WHAT TO DO: The line holding "Task: identify the chalk molar" and every line after it through the end of the entries below: retype these exactly and nothing more.

EXCERPTED DATA:
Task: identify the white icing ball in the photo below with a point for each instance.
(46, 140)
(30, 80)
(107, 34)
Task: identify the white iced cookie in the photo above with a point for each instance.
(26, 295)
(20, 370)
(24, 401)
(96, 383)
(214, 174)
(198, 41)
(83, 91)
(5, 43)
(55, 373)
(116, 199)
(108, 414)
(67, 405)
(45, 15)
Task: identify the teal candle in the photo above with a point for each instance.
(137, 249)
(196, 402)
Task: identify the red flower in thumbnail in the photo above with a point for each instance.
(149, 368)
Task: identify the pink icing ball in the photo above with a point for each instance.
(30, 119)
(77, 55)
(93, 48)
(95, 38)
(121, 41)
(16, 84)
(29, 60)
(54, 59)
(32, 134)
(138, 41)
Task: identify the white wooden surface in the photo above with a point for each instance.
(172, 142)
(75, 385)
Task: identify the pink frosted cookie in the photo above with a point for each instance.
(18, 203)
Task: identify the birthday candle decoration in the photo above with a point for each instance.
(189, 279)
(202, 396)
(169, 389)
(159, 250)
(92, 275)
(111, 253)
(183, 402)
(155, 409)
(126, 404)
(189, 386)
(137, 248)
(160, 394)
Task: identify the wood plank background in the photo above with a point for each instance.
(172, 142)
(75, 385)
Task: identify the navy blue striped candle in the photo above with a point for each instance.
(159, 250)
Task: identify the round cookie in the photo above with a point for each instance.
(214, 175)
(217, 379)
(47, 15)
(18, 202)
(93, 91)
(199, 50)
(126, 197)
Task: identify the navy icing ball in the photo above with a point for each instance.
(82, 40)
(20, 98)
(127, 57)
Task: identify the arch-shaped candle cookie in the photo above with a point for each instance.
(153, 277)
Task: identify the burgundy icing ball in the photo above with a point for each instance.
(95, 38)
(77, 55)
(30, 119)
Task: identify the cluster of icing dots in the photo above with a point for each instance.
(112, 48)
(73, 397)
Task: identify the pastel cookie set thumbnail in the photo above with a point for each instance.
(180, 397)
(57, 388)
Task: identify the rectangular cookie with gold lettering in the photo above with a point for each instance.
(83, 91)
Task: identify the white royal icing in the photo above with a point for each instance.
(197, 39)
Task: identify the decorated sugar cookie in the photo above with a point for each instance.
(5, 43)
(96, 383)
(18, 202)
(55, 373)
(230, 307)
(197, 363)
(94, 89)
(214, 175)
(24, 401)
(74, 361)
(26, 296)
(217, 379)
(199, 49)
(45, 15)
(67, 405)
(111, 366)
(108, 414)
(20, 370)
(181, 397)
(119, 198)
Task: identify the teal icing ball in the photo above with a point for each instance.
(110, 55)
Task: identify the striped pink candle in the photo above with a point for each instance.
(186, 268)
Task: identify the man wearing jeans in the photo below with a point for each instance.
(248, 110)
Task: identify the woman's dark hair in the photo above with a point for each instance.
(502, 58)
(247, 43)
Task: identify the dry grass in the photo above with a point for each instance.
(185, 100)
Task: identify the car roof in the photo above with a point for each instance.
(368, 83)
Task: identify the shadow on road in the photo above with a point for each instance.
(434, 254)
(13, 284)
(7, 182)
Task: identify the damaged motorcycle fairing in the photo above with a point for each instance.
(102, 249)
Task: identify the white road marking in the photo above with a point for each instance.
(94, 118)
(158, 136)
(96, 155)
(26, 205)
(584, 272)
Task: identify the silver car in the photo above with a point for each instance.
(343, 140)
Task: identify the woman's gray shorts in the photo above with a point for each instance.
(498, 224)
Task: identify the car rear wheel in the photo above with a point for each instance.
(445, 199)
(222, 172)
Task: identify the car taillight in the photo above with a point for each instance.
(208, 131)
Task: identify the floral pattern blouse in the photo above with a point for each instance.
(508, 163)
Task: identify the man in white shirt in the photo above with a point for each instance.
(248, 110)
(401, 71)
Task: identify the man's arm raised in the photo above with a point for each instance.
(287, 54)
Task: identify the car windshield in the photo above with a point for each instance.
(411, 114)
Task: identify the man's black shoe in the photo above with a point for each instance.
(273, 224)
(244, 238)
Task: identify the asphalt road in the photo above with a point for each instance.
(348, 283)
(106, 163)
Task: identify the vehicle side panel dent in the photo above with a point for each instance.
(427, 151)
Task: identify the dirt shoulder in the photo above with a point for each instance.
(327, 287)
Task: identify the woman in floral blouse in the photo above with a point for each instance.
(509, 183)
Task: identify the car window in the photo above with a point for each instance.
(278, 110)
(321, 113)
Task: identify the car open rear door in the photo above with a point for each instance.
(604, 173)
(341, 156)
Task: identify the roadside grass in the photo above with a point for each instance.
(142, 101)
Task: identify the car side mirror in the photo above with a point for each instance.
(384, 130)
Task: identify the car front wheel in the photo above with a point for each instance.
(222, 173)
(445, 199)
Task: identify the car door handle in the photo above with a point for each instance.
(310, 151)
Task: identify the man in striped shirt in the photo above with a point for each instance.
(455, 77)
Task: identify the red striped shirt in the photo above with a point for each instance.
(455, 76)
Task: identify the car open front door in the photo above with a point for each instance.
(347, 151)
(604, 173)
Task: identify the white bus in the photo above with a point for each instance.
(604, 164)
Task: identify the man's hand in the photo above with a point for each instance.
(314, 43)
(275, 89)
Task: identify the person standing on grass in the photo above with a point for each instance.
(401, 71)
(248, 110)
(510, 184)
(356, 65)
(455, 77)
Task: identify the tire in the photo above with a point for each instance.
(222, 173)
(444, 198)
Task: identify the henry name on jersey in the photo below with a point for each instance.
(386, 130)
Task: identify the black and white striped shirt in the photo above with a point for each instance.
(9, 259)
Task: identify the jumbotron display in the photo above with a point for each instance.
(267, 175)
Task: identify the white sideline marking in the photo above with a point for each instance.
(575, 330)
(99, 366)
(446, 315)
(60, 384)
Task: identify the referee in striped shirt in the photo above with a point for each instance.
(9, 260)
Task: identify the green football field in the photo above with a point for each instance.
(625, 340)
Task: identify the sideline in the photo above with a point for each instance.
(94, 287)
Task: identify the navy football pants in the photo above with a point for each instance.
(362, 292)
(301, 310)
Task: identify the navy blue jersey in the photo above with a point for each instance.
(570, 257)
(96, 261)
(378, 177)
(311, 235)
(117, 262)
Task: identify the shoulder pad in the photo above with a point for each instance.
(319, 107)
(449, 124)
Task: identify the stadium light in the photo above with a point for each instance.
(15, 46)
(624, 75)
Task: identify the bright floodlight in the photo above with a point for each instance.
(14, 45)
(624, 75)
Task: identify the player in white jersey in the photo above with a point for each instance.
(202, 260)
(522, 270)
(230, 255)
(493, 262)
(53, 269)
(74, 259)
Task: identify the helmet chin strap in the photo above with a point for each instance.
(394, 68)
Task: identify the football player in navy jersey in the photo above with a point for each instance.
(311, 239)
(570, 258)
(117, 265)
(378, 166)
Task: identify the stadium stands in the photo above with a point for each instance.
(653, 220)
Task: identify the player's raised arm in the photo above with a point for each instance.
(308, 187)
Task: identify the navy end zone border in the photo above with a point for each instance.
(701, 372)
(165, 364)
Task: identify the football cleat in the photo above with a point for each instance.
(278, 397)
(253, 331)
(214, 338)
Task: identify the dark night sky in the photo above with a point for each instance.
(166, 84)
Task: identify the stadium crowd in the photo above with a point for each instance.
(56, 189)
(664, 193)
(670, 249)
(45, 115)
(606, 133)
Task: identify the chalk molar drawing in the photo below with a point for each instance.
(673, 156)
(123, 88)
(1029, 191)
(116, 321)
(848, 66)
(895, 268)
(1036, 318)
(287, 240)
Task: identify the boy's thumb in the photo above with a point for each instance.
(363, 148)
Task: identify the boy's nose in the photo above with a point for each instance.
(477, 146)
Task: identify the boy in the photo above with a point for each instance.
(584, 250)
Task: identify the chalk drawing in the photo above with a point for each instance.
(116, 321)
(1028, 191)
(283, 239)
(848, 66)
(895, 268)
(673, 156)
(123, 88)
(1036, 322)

SOLUTION TO THE EXERCISE:
Task: identify the chalk molar drawing in the photo below with a point for each instance.
(673, 156)
(123, 88)
(1029, 191)
(116, 321)
(848, 66)
(895, 268)
(1036, 318)
(287, 240)
Task: identify the boy's thumb in the photo above with a point for each instance.
(363, 148)
Task: identify the boy's nose in the photo above with a point for each instance.
(477, 146)
Task: identify the boy in the photo above with a point for each instance.
(584, 250)
Task: identify the chalk drawing in the photo above with a point for each instance.
(116, 321)
(1028, 191)
(283, 239)
(848, 66)
(895, 268)
(673, 156)
(123, 88)
(1036, 322)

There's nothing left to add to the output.